### Provided records
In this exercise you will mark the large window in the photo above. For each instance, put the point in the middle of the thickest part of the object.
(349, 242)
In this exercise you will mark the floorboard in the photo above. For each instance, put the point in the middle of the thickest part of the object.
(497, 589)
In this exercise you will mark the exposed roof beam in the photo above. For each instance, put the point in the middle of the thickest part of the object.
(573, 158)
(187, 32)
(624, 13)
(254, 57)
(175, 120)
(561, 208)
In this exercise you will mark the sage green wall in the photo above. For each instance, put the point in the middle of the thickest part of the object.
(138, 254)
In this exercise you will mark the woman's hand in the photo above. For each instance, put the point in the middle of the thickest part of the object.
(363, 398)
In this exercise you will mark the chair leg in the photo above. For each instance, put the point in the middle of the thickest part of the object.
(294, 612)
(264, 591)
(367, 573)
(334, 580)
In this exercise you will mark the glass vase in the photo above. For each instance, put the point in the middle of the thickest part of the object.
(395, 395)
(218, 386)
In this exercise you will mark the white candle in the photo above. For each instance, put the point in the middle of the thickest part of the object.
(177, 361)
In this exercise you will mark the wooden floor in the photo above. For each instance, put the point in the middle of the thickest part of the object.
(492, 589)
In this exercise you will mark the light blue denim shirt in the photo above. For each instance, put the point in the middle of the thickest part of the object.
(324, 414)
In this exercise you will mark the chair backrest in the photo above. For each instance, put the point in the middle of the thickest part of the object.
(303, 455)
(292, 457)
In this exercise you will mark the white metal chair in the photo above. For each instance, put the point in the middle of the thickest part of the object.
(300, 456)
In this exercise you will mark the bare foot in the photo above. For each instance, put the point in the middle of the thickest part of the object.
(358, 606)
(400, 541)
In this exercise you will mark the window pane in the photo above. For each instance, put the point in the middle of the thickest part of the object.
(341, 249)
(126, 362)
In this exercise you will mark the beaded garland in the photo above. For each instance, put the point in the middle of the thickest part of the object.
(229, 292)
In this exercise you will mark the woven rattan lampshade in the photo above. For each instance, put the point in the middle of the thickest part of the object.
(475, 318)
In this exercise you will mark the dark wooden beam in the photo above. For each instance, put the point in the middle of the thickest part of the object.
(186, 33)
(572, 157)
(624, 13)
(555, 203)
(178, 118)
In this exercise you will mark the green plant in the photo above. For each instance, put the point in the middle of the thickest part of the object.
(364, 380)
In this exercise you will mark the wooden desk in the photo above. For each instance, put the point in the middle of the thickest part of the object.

### Directive
Copy out the lines starting at the one containing "In this exercise you will mark the white metal" and ending with the last line of the entries. Include nothing else.

### Reply to the exercise
In this exercise you will mark the white metal chair in the photo above. For each instance, put the point in the middle of the thickest part of the object.
(300, 456)
In this exercise you will mark the bare foot in the photo above. For each instance, put the point in the middle of the thickest part of the object.
(358, 606)
(400, 541)
In this exercise you will mark the window pane in the photo above. For each instance, put the point in the middle of the thickest part of the object.
(341, 249)
(126, 362)
In this exercise you will mark the beaded garland in the photo above. For each instance, put the point in the middle of the thickest part of the object.
(229, 292)
In this exercise you will mark the woven rattan lampshade in the photo above. For each instance, put the point in the middle of the thickest part of the object.
(475, 318)
In this exercise you will mark the dark wooden beam in the photo above. For each instance, put the point in the middle of the thickest part of the object.
(186, 33)
(572, 157)
(624, 13)
(555, 203)
(178, 118)
In this exercise you will mark the green plant in the photo above. For each instance, put the point in the middle of the thickest part of the object.
(364, 380)
In this exercise you will mark the wooden desk in the photo above. For each instance, put the point in the middle of the thickest part of the object.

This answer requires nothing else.